** Begin Recorded data **

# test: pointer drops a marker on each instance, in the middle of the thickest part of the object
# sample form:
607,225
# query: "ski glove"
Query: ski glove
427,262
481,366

** End Recorded data **

- **Exercise aim**
Copy out every line of the items above, character for character, without changing anything.

- **Result of the exercise**
# test: pointer drops a marker on each instance, in the middle of the thickest part of the object
# sample form:
607,225
# query: "ski glove"
Query: ski glove
427,262
481,366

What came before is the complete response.